Required work:
Nothing but the lines holding the string "head" should appear in the answer. Copy them from the entries.

Data provided:
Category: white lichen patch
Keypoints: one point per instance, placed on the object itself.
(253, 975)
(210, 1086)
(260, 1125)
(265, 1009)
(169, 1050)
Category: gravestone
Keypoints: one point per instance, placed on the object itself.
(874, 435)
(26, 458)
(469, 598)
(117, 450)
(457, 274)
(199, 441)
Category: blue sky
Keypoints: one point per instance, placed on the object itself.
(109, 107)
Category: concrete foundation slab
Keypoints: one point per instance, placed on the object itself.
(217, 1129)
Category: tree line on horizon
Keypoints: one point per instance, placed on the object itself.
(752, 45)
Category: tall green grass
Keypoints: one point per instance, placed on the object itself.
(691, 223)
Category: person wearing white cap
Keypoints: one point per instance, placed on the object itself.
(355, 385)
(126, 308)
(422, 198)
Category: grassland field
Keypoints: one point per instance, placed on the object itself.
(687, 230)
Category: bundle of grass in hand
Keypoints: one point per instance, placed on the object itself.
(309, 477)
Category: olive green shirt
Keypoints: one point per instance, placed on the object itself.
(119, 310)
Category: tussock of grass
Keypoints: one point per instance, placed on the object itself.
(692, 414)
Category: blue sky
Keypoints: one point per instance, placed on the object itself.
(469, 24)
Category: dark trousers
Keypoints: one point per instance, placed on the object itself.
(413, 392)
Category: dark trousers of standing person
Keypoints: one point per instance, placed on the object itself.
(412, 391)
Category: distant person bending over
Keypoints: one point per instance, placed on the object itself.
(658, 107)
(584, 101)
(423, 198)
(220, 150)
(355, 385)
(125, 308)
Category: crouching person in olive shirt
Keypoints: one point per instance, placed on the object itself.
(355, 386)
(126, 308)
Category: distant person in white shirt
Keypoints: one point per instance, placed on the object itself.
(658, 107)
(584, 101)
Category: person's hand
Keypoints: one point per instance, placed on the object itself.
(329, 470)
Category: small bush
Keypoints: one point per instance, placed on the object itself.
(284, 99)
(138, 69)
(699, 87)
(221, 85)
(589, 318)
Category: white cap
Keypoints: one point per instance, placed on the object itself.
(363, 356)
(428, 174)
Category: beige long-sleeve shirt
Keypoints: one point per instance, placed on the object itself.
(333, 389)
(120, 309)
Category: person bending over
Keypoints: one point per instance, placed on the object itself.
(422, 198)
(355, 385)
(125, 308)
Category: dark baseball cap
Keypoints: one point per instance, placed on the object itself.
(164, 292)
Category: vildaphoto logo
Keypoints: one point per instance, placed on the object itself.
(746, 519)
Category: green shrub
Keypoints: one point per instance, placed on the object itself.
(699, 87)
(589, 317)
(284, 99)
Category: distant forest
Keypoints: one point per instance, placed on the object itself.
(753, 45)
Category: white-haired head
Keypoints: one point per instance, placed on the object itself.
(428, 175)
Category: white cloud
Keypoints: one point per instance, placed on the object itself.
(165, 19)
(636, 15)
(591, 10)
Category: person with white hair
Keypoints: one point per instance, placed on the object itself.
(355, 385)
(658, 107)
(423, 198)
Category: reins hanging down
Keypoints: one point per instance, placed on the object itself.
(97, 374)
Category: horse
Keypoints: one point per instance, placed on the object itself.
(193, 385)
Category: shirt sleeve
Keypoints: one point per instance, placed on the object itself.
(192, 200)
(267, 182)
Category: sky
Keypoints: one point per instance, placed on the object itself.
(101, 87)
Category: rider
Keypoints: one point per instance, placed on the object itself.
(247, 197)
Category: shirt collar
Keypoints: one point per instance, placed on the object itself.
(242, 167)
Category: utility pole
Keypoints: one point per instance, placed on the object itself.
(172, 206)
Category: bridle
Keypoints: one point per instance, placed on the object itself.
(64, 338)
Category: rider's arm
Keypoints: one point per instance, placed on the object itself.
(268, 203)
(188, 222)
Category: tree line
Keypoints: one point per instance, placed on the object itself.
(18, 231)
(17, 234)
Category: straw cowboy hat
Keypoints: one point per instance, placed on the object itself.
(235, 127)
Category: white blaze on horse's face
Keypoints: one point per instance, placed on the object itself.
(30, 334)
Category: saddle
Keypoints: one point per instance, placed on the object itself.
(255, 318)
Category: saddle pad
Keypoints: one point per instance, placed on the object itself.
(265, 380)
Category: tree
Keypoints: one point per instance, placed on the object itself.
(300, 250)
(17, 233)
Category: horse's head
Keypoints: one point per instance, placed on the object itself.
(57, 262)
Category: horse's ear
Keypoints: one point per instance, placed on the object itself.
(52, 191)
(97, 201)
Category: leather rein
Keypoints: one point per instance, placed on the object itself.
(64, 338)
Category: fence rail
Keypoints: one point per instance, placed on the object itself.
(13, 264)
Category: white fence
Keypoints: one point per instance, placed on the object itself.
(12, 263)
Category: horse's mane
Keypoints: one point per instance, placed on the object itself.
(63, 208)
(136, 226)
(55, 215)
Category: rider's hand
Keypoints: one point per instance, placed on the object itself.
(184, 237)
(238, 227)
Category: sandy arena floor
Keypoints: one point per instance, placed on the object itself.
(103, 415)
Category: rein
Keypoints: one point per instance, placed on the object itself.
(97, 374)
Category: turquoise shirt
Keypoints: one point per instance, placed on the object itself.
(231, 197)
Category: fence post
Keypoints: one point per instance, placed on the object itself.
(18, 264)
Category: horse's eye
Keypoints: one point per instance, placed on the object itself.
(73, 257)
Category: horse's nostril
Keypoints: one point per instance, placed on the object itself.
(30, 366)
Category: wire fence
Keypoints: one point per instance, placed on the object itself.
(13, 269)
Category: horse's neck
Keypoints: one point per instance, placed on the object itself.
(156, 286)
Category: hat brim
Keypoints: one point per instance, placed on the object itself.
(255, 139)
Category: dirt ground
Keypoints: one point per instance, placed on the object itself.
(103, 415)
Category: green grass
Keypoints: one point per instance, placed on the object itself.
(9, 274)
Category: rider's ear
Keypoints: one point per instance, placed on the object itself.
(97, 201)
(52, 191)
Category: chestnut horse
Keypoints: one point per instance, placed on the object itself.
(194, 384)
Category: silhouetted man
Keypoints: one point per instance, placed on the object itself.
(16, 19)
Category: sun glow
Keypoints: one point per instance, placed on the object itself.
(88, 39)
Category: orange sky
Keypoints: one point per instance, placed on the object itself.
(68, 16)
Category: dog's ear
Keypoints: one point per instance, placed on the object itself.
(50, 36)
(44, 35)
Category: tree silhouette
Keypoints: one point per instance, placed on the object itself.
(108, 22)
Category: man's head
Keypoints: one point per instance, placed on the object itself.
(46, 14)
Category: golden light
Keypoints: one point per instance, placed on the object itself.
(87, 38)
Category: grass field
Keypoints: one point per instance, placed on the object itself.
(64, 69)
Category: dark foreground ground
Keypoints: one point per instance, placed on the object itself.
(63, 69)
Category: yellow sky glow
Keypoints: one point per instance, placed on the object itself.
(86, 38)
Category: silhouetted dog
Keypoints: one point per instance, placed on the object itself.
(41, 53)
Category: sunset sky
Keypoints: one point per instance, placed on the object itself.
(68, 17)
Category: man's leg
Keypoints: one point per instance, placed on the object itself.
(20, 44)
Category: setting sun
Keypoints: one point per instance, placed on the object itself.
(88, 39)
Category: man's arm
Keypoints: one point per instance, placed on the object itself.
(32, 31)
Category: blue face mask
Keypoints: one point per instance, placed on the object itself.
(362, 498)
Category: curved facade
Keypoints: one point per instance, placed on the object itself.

Finished exercise:
Category: white-haired head
Category: horse's head
Category: man's head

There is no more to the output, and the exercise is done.